> **Document text**

Foreign Outlook on Hydrogen Fueled Vehicles... Part 1: Norway

I've had a number of posts dealing with hydrogen as a fuel source and how it can be derived from water in a relatively easy manner. Storage, however, has been the main concern about this source of energy. A number of foreign countries are working out the kinks and setting up some fueling centers along with Toyota hybrid Prius vehicles convereted to run on hydrogen instead of gasoline.

Foundation stone laid for Hydro's first hydrogen station in Norway

On Wednesday, Minister of Transport and Communications Liv Signe Navarsete laid the foundation stone for Hydro's first hydrogen station in Norway, located close to the company's Research Centre at Herøya Industrial Park in Porsgrunn.

"Throughout our entire hundred-year history, Hydro has worked to find new energy solutions. Building the hydrogen station at Herøya is an important milestone for Hydro as an energy company, for society, and not least for the environment," said Hydro’s CEO Eivind Reiten, as the foundation stone was laid.

Hydrogen contains no environmentally hazardous substances, and only water is emitted from hydrogen cars. Nine hydrogen vehicles will be connected to the hydrogen station at Herøya in Porsgrunn, which as a result will have the world’s second largest fleet of hydrogen cars. The cars are Toyota Prius hybrid vehicles, with both electric motors and combustion engines converted to run on hydrogen.

The hydrogen station in Porsgrunn is scheduled to be completed during the spring of 2007. The station will form an important intersection on HyNor’s planned Hydrogen Road between Oslo and Stavanger. The aim is that it will be possible to drive hydrogen vehicles from Stavanger to Oslo by the end of 2009, supported by junctions with local activity in Stavanger, Lyngdal, Porsgrunn, Drammen and Oslo.

Important project

"HyNor is an important project for gathering knowledge and experience regarding the use of hydrogen as fuel. This forms the background for the Government allocating around NOK 22 million in its budget for 2006 to research and development of projects connected to alternative energy and environmentally-friendly fuel, among others the project HyNor," said Minister of Transport and Communications Liv Signe Navarsete, during the ceremony when the foundation stone was laid. HyNor is a joint project with around 30 public and private partners cooperating in order to boost the use of hydrogen for transport purposes in Norway. Reiten therefore used the occasion to thank the many partners who have contributed to realising the project.
"Meeting the climate challenge requires new and more environmentally friendly forms of transport, and in this work industry has a key role – in developing new technology and seeking out new and exciting solutions," Reiten said. "Having said this, the challenge is so large in scope that change will take time, and will demand cooperation between the authorities, voluntary organizations, local communities and industry."

> **Your tasks**
**a.** Answer these questions from the hydrogen station article:
(i) Who laid the foundation stone for Hydro's first hydrogen station in Norway?
(ii) How many hydrogen vehicles will be connected to the station at Herøya?
(iii) About how much did the Government allocate in its 2006 budget to research and development of alternative energy and environmentally-friendly fuel projects?
**b.** Pick up the hydrogen station article after its last sentence and keep writing it.
The items have no role here.

[Dataset items]

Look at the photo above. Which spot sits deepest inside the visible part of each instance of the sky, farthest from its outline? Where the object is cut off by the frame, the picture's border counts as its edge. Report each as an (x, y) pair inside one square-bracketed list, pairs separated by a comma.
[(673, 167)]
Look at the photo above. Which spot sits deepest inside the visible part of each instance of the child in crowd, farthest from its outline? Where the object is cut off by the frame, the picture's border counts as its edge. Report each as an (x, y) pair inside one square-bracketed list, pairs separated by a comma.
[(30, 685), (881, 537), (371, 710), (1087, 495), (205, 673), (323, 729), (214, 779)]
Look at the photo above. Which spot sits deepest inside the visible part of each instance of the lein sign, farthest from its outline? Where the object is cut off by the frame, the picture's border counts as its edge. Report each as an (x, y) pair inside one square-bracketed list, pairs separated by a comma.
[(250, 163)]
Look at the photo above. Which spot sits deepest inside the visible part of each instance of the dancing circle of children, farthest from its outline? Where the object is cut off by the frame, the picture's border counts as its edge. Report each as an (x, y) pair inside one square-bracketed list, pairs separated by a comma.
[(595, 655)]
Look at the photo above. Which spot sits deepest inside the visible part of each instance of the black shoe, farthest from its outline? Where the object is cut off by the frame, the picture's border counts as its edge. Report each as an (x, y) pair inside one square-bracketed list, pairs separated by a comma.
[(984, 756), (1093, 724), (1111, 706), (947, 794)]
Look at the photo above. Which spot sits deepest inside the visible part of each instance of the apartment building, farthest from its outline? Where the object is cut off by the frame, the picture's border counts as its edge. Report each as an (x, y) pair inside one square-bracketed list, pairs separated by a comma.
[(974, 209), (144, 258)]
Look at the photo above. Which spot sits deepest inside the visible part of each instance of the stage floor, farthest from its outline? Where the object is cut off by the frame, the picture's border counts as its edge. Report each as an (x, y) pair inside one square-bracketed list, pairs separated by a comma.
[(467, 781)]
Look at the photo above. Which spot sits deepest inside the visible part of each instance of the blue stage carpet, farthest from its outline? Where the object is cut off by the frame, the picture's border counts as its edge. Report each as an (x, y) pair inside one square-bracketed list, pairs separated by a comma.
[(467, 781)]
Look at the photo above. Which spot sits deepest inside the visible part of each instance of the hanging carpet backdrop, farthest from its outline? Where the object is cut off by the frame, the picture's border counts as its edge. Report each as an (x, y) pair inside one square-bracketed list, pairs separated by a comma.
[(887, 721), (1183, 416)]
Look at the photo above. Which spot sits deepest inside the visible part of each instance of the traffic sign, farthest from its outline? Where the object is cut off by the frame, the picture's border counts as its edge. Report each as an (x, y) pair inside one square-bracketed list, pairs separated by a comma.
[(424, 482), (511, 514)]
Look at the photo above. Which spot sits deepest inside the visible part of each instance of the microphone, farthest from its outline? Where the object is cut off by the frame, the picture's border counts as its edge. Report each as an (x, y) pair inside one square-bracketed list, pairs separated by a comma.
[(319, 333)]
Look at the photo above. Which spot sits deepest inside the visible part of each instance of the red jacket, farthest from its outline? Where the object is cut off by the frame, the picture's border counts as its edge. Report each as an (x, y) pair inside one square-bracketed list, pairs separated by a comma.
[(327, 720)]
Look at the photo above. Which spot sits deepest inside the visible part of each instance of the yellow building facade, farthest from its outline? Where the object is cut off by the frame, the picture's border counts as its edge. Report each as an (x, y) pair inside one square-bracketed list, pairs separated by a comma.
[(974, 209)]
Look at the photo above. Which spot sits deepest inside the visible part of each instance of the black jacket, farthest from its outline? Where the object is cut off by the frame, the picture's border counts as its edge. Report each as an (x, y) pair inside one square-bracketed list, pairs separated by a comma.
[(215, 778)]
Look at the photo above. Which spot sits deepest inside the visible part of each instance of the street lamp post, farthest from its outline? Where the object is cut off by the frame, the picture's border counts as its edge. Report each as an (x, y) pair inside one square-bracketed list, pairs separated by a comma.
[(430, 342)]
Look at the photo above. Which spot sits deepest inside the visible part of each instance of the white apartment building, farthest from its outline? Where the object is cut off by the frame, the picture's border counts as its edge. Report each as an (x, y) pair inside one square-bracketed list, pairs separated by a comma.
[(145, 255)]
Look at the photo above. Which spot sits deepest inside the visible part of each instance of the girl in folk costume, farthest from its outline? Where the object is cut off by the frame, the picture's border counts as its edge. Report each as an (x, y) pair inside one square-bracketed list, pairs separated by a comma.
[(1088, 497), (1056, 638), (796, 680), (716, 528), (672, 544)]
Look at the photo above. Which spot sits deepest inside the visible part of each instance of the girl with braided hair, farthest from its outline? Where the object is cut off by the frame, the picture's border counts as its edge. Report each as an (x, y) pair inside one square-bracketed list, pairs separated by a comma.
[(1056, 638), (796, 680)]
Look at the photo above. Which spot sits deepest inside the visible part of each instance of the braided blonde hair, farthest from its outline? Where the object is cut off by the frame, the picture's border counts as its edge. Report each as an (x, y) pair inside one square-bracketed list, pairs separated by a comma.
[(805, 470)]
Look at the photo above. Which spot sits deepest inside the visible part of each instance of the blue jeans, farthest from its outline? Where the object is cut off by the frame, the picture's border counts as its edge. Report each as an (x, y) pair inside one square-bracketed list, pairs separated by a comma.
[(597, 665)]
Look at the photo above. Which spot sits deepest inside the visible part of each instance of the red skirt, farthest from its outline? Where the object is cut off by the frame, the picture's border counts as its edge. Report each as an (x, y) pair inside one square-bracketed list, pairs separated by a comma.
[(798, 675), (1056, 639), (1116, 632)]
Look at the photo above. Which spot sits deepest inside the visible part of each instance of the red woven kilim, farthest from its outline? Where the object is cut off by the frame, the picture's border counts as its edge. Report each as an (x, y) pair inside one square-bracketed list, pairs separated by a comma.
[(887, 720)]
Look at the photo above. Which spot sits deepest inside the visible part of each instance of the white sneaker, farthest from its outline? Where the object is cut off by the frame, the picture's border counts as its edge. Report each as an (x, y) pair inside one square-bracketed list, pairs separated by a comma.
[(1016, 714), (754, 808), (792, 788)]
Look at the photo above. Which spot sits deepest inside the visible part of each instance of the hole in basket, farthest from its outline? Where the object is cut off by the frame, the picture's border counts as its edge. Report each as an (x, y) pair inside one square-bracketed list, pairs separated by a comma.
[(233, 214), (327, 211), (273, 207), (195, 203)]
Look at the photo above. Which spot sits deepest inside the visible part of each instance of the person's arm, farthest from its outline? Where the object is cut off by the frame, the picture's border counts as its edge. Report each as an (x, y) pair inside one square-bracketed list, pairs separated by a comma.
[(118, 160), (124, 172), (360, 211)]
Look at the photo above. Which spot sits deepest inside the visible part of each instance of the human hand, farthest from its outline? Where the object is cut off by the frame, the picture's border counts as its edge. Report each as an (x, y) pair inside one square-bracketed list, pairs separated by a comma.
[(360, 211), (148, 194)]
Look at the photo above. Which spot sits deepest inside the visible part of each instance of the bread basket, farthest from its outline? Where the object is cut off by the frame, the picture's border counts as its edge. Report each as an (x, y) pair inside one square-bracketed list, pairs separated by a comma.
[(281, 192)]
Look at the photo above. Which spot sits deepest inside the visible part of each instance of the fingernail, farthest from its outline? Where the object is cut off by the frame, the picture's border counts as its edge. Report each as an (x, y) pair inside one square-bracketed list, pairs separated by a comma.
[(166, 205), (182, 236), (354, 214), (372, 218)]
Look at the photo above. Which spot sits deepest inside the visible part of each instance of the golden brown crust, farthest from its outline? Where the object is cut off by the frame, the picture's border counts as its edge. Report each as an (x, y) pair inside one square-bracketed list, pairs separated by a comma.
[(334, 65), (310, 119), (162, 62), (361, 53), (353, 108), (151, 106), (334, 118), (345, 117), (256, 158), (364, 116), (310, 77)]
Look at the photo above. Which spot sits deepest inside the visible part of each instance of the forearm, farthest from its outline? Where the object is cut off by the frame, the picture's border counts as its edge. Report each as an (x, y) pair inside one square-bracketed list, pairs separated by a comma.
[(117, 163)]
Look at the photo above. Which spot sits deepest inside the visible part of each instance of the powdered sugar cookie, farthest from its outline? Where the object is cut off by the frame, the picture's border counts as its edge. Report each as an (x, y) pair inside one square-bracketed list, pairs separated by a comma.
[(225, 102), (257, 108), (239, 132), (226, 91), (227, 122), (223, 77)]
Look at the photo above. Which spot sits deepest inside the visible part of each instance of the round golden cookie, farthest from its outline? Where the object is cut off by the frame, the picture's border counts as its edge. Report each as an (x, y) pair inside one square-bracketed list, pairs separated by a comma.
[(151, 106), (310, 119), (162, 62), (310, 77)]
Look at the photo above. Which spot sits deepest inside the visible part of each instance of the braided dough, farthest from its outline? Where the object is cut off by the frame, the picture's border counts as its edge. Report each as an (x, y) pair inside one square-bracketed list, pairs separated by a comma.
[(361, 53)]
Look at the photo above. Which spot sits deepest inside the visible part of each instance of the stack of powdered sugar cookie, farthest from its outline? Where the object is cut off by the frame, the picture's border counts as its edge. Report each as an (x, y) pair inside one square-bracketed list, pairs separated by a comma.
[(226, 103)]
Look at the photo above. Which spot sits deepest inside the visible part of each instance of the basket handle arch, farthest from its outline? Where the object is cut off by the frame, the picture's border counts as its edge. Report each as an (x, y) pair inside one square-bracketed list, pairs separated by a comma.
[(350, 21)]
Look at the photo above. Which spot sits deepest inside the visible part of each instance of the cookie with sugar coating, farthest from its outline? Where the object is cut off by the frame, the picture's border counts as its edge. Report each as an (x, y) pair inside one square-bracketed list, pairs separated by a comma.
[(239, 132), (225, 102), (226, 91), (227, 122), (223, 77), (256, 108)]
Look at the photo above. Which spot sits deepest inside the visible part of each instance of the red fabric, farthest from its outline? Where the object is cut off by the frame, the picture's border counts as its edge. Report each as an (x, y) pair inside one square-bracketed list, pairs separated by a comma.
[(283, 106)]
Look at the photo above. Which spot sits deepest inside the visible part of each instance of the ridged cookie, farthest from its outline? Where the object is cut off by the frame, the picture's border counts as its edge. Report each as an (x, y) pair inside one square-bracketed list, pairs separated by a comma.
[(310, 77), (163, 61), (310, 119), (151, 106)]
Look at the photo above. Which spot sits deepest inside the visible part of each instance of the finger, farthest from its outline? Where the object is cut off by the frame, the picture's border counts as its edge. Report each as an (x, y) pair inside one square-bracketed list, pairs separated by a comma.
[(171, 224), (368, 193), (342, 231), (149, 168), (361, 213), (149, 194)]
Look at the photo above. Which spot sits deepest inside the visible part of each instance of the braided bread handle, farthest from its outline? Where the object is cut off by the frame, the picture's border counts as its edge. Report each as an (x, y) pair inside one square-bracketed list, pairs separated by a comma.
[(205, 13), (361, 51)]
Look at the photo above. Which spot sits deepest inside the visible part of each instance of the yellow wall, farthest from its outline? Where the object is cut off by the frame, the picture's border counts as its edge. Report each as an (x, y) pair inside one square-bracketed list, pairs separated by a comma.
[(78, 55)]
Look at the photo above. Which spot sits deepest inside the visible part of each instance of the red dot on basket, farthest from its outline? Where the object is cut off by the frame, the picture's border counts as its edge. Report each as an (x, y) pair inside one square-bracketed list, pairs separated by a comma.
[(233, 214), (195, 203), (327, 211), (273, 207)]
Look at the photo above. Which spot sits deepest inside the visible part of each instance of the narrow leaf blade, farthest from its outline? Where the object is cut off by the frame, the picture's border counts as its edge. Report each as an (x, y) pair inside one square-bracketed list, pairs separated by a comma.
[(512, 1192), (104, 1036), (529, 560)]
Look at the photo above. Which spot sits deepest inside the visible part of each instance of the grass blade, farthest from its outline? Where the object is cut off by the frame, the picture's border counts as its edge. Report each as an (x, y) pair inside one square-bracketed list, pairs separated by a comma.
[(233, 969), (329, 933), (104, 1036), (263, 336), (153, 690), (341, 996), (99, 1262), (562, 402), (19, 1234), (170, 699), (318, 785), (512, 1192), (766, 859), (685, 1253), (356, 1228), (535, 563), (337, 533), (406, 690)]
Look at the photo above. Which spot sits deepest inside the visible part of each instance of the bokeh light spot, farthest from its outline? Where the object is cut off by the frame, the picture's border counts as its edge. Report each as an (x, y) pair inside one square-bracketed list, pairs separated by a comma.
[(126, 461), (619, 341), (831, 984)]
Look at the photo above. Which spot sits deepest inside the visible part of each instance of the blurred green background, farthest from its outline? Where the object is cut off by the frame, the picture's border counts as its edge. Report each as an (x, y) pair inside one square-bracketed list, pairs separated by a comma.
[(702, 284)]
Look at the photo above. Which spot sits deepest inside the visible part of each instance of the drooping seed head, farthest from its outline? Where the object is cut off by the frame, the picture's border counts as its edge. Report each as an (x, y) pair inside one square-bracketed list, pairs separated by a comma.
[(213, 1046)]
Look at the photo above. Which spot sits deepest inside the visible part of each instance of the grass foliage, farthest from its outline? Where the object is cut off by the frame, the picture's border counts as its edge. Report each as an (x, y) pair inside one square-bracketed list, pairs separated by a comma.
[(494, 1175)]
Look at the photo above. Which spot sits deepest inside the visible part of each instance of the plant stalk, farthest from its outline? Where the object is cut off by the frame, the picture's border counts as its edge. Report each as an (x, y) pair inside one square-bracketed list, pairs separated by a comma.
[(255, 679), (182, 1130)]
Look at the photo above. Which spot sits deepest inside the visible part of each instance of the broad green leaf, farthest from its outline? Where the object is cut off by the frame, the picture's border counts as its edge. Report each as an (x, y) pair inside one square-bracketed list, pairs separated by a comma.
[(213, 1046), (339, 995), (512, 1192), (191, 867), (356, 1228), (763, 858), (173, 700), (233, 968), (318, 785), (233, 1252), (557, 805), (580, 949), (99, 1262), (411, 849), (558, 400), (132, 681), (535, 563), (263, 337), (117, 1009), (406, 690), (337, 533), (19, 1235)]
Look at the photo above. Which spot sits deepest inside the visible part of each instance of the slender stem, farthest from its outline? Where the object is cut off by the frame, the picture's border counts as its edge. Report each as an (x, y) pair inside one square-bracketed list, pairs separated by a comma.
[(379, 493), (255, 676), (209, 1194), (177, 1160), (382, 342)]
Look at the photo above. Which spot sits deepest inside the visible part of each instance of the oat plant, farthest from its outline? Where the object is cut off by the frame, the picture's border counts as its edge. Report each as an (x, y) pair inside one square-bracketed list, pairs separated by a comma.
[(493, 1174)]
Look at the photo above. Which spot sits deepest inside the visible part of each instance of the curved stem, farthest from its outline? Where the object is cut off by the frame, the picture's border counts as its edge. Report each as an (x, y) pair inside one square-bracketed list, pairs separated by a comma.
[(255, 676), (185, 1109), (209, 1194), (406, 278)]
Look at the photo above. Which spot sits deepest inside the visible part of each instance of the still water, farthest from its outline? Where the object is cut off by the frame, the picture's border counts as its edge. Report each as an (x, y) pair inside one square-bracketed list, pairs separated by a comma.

> **Answers by task**
**a.**
(i) Liv Signe Navarsete, Minister of Transport and Communications
(ii) Nine
(iii) Around NOK 22 million

**b.**
Hydrogen by pipeline from Rafnes

Hydrogen is an energy carrier that can be produced from a range of different energy sources. It is a by-product at the petrochemical plants at Rafnes. The hydrogen from Rafnes will be transported by pipeline to Herøya. This means that the hydrogen station at Herøya will be the world’s first publicly accessible hydrogen station connected to a sizeable industrial plant.

"In the future there may be a large market for hydrogen for transport purposes, which will make connecting hydrogen stations to large industrial plants very interesting," commented Ulf Hafseld, head of business development for Hydro’s hydrogen projects.

Hydro has a broad portfolio within renewable energy, participates actively in a number of hydrogen projects in Europe, and supplies hydrogen to hydrogen stations in Berlin, Hamburg and Reykjavik.

"We believe that we will witness a broad combination of energy forms in the future. Wind power, bioenergy, solar power and hydrogen will all be important supplements to oil, gas and coal. A hydrogen society is probably still some way off, but if we are to continue to be best at finding the energy solutions of tomorrow, we must start today," commented Alexandra Bech Gjørv, Executive Vice President for Hydro’s efforts within new forms of energy.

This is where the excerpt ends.